> DATA EXCERPTS:
'''

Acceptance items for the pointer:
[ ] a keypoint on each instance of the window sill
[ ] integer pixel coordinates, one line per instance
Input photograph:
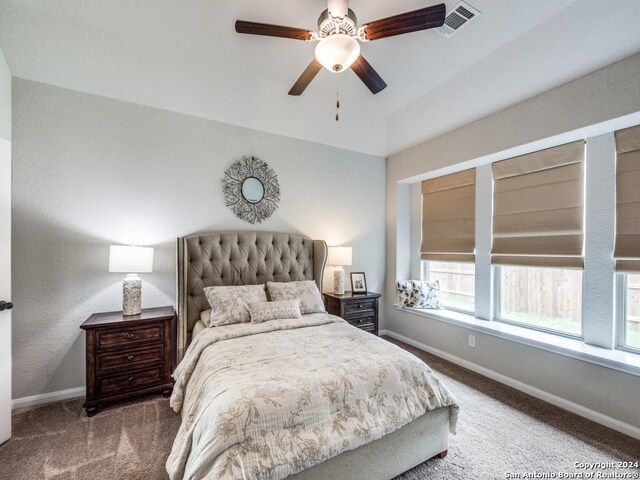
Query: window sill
(622, 361)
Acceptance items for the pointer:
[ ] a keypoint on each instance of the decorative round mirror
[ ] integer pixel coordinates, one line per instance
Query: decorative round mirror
(251, 189)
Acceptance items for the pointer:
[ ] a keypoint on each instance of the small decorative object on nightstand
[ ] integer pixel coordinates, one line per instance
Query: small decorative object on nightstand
(338, 257)
(128, 355)
(131, 260)
(360, 310)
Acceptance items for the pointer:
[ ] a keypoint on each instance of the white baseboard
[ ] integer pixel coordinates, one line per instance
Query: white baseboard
(563, 403)
(47, 398)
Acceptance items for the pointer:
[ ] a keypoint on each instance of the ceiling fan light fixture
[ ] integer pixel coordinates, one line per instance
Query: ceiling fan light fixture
(337, 52)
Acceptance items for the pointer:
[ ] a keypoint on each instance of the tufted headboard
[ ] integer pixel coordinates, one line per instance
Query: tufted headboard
(239, 258)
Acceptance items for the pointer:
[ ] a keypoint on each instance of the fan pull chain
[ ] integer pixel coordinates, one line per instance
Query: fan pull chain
(338, 100)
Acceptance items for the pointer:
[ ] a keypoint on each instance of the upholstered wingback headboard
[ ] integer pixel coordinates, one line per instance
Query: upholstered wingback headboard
(239, 258)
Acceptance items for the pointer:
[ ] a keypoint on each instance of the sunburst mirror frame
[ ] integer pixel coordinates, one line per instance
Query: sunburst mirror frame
(256, 210)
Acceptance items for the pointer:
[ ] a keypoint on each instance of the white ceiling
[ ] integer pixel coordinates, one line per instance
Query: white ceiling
(184, 56)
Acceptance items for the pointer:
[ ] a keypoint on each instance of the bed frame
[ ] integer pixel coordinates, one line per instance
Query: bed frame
(253, 258)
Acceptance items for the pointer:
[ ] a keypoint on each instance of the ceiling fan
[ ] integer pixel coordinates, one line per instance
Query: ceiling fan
(338, 36)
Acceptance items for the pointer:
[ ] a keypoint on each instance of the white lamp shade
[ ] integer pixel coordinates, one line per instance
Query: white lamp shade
(339, 256)
(125, 259)
(337, 52)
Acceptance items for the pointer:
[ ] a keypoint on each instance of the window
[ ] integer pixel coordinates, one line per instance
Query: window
(538, 236)
(542, 298)
(457, 283)
(631, 327)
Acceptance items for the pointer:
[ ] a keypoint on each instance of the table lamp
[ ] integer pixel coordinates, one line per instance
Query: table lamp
(337, 257)
(131, 260)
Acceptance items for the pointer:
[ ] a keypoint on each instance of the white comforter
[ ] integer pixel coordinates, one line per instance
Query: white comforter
(266, 401)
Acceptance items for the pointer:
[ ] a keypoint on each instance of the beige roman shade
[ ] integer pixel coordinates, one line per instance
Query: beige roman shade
(449, 217)
(627, 250)
(538, 208)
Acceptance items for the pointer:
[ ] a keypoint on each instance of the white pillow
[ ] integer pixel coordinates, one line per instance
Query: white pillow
(426, 295)
(306, 291)
(231, 304)
(264, 311)
(404, 289)
(205, 317)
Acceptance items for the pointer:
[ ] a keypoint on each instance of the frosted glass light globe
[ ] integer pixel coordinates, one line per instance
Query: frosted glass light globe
(337, 52)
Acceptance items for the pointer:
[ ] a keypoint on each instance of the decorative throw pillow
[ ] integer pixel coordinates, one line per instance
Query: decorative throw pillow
(306, 291)
(263, 311)
(405, 293)
(205, 316)
(426, 295)
(231, 304)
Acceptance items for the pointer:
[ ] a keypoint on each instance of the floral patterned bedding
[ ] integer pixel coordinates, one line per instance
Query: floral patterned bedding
(267, 400)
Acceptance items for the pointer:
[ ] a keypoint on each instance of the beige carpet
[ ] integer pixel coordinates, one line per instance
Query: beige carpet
(500, 431)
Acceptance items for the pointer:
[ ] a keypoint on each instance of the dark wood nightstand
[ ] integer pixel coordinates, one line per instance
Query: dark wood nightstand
(128, 355)
(359, 309)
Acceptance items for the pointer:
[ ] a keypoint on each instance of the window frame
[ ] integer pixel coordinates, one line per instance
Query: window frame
(497, 277)
(424, 275)
(622, 284)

'''

> DESCRIPTION OF THE TASK: Print the entire listing precisely as written, omitting the images it holds.

> RESPONSE:
Acceptance items for the pointer:
[ ] a keypoint on each instance of the window sill
[ ] integer pixel coordinates, one line per instance
Input photograph:
Query: window sill
(622, 361)
Acceptance items for the pointer:
[ ] a keypoint on each instance of the decorative round mirror
[ ] integer pixel coordinates, one line per instance
Query: decorative round mirror
(251, 189)
Acceptance items for the pointer:
[ ] a keypoint on each instance of the small decorative object on nightstand
[ ] integer pixel coordinates, one line per instance
Query: small decorative object on nightstand
(338, 257)
(128, 355)
(131, 260)
(360, 310)
Acceptance items for the pointer:
[ ] a keypoint on each instance of the white baseboard
[ ] integer pixel coordinates, one line per instance
Query: white baseboard
(563, 403)
(47, 398)
Acceptance items for the pointer:
[ ] a keypoint on each instance of the ceiling fan light fixture
[ ] integer pixel coordinates, one line per instance
Query: ceiling fan light fixture
(337, 52)
Acceptance items for the pointer:
[ ] a keypoint on each instance of the tufted headboard
[ ] integer pixel coordinates, one line per instance
Query: tufted headboard
(239, 258)
Acceptance items for the pointer:
[ ] a keypoint on each instance of the fan pull chain
[ ] integer pixel coordinates, one line per instance
Query: fan pull chain
(338, 100)
Acceptance items for the pointer:
[ ] a keypoint on each instance of the upholstered wingback headboard
[ ] integer pixel coordinates, one line per instance
Query: upholstered wingback headboard
(239, 258)
Acceptance items for the pointer:
[ ] a keypoint on each instance of the sunburst mirror frame
[ ] integer pixel coordinates, one line per instance
Query: sunburst mirror frame
(256, 210)
Acceptance items for the pointer:
[ ] a keypoint on each instance of the white ceiling
[ ] integer pixel coordinates, one line per instance
Query: white ceiling
(184, 56)
Acceptance items for the pointer:
[ ] a keypoint on each instance of the bed frame
[ ] integer pixel coordinates, one line per instance
Query: bed frame
(253, 258)
Acceptance items for the pointer:
[ ] a keypoint on each instance of the ceiling fan
[ ] integer pixel coordinates, one line per instance
Query: ceiling fan
(338, 36)
Acceptance items for the pointer:
[ ] a keypoint on each instance of the white lamp shade
[ ] integer pixel coordinates, one line per instance
Query: white lamp shade
(339, 256)
(125, 259)
(337, 52)
Acceptance items for the pointer:
[ ] a keypoint on each instance of the window
[ ] integer pixel coordinates, one line per instance
Query: window
(538, 236)
(542, 298)
(457, 283)
(631, 327)
Acceptance items for the pointer:
[ ] a keypoint on each instance of the table lamp
[ ] integer pixel coordinates, one line per instance
Query: table lamp
(337, 257)
(131, 260)
Acceptance items for the pointer:
[ ] a keypoint on each instance of the white comforter
[ ] integer pixel coordinates, one line per instance
Query: white comforter
(266, 401)
Acceptance items for the pointer:
[ ] a keypoint on each instance of the beige roman shade
[ ] integer pixel coordinates, one line per instance
Query: beige roman shade
(449, 217)
(627, 250)
(538, 208)
Acceptance items for the pointer:
[ ] a keypoint on each instance of the white pillow
[ ] integer pixel coordinates, one line per instance
Query: white pillow
(426, 295)
(306, 291)
(231, 304)
(264, 311)
(404, 289)
(205, 317)
Acceptance items for the pointer:
[ ] a keypoint on each instance of the frosted glass light globe
[ ] integer pixel coordinates, one line per instance
Query: frosted glass light globe
(337, 52)
Acceptance items for the pointer:
[ ] a keypoint on each instance of the decorative throw pillow
[ ] integer pixel coordinates, one line per instance
Query: decorative throw pillow
(306, 291)
(263, 311)
(405, 293)
(205, 316)
(426, 295)
(231, 304)
Acceptance items for the pointer:
[ ] a keypoint on each instance of the floral patterned bedding
[ ] integer pixel coordinates, one line per instance
Query: floral patterned bedding
(267, 400)
Acceptance items for the pointer:
[ ] a keypoint on each instance of the beige carpet
[ ] integer pixel coordinates, one line per instance
Query: beige carpet
(500, 431)
Acceptance items for the pointer:
[ ] a keypoint on each instance of the dark wood nightstand
[ ] integer pixel coordinates, one line per instance
Query: dark wood nightstand
(128, 355)
(359, 309)
Acceptance items for the pointer:
[ ] a keypoint on each instance of the window frame
[ ] integer pixel coordinates, one line per instance
Query: window frame
(497, 277)
(424, 275)
(622, 284)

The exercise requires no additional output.